- [TRECHO APRESENTADO]
........
Em nota à imprensa divulgada na tarde de ontem, quarta-feira (15), o Sindicato Rural de Caarapó negou a ocorrência de um ataque armado contra indígenas da Aldeia Te’ Ýikuê, em Caarapó, a 273 quilômetros de Campo Grande. A entidade alega que em vídeos divulgados nas redes sociais ruralistas “utilizaram fogos e bombas” durante uma mobilização na fazenda Ivú, por terem “medo de retaliação ou reação por parte dos índios” que ocupavam a propriedade na manhã de terça-feira (14). Todavia, imagens obtidas com exclusividade pelo Jornal Midiamax confirmam uso de arma de fogo. 

Nessa ocasião, um índio morreu e pelo menos seis ficaram feridos. As fotos mostram que essas vítimas foram atingidas por disparos de arma de fogo, tiros que atingiram principalmente tórax e abdômen. As próprias equipes que atuaram no socorro aos indígenas baleados confirmam que os ferimentos foram causados por munição letal.
........
- [Trechos do conjunto de dados]

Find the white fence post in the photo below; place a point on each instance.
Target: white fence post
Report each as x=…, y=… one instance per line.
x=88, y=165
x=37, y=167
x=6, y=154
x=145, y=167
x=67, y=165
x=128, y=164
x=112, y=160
........
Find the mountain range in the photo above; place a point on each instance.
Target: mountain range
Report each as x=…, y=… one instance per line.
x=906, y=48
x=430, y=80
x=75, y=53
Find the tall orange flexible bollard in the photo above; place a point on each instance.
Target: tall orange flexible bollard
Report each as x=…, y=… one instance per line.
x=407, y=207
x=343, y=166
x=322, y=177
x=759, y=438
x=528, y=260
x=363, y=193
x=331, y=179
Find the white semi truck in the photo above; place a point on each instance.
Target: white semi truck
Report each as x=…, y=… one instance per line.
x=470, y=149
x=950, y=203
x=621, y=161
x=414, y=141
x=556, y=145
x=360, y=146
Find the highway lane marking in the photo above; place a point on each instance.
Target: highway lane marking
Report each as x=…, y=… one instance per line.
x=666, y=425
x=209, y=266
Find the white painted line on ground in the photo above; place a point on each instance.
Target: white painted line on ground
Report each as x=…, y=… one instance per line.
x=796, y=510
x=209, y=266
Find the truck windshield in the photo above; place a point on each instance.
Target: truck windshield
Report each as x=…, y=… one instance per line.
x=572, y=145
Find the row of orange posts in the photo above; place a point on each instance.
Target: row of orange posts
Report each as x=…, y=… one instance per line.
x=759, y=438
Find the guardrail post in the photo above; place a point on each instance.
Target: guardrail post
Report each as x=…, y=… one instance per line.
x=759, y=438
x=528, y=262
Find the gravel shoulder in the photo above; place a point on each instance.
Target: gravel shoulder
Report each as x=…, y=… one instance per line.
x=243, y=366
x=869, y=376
........
- [INSTRUÇÕES]
1. Devolva, sem nenhuma alteração, tudo o que vai de "Em nota à imprensa" até "arma de fogo." na notícia sobre Caarapó.
2. Prossiga com a notícia sobre Caarapó a partir do ponto em que ela termina.
As linhas não têm nenhuma relação com a notícia sobre Caarapó.

- [RESPOSTAS NUMERADAS]
1.
Em nota à imprensa divulgada na tarde de ontem, quarta-feira (15), o Sindicato Rural de Caarapó negou a ocorrência de um ataque armado contra indígenas da Aldeia Te’ Ýikuê, em Caarapó, a 273 quilômetros de Campo Grande. A entidade alega que em vídeos divulgados nas redes sociais ruralistas “utilizaram fogos e bombas” durante uma mobilização na fazenda Ivú, por terem “medo de retaliação ou reação por parte dos índios” que ocupavam a propriedade na manhã de terça-feira (14). Todavia, imagens obtidas com exclusividade pelo Jornal Midiamax confirmam uso de arma de fogo.

2.
INVESTIGAÇÃO FEDERAL

Apesar da contestação dos ruralistas, que acusam “distorção dos fatos apresentados pela mídia local, regional e até mesmo nacional”, a PF (Polícia Federal) garante não ter dúvidas de que houve o confronto. “Nosso papel aqui é apurar o crime contra a coletividade indígena, identificar os feridos e os autores dos disparos. Cumprimos mandados de busca domiciliar na fazenda do confronto e veicular nos veículos que estavam lá”, informou ontem o delegado Marcel Maranhão Rosa, acrescentando não ter encontrado armas nesses locais.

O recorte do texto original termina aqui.